═════ Source records

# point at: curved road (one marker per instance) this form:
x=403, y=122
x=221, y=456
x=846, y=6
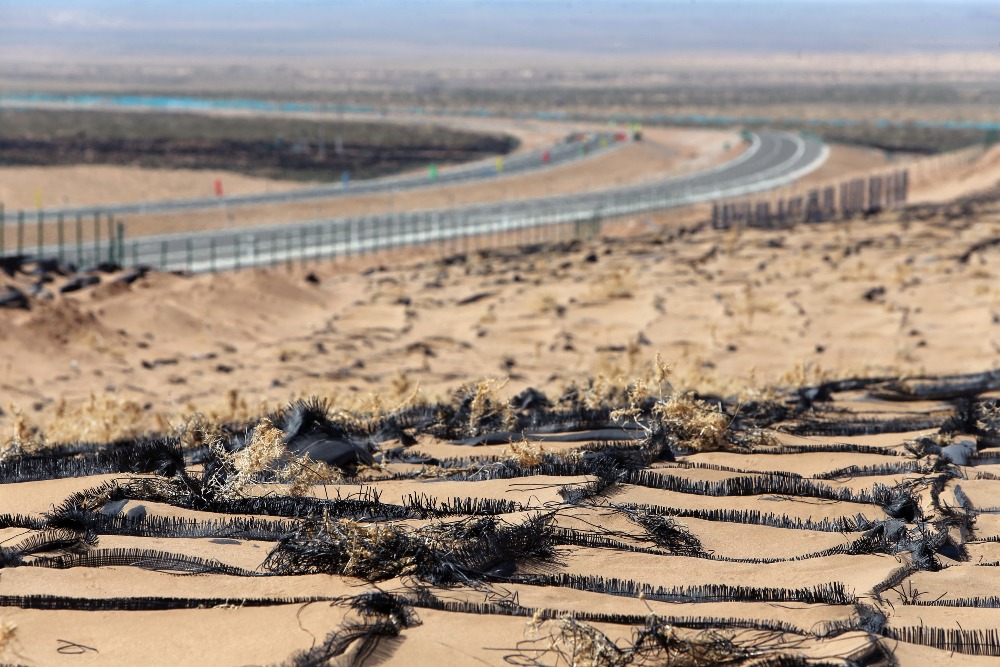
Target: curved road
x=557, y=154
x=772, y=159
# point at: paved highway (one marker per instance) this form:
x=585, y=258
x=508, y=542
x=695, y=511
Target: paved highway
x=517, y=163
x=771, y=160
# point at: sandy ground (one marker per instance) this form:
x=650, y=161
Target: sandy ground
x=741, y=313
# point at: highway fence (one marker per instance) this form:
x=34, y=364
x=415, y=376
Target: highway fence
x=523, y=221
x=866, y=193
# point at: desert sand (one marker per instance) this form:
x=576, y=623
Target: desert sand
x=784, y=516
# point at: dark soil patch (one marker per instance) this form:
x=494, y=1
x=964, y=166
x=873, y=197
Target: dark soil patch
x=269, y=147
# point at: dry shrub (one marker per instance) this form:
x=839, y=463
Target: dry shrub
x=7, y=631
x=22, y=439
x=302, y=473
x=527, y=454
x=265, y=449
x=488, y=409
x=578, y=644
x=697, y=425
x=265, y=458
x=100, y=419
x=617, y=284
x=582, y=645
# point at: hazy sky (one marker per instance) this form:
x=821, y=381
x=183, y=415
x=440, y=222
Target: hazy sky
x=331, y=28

══════════

Problem description: Quote every item above verbatim, from the first through the last, omitting the pictures.

Finished answer:
# point at: curved road (one marker per instance) this form:
x=403, y=122
x=221, y=456
x=846, y=6
Target: curved road
x=557, y=154
x=772, y=159
# point at: paved highway (one marker per instance) this form:
x=585, y=258
x=508, y=542
x=695, y=511
Target: paved highway
x=517, y=163
x=771, y=160
# point at: sandy ground (one marker per instance) this form:
x=650, y=161
Target: sandy ground
x=741, y=313
# point at: highway fence (one marker per instance) this form:
x=34, y=364
x=415, y=376
Target: highway fence
x=523, y=221
x=866, y=193
# point at: desert sand (one marker per instance) this form:
x=576, y=623
Target: desert sand
x=784, y=516
# point at: dark soil patch (one marker per instance) this form:
x=494, y=1
x=964, y=166
x=873, y=197
Target: dark soil patch
x=269, y=147
# point at: dry shrub (one marker per instance) this form:
x=839, y=463
Target: dry shrub
x=7, y=631
x=22, y=439
x=302, y=473
x=527, y=454
x=265, y=449
x=488, y=409
x=578, y=644
x=697, y=425
x=265, y=458
x=100, y=419
x=617, y=284
x=582, y=645
# point at: hazy sky (one marker per instance) this form:
x=821, y=381
x=183, y=415
x=440, y=222
Target: hazy sky
x=331, y=28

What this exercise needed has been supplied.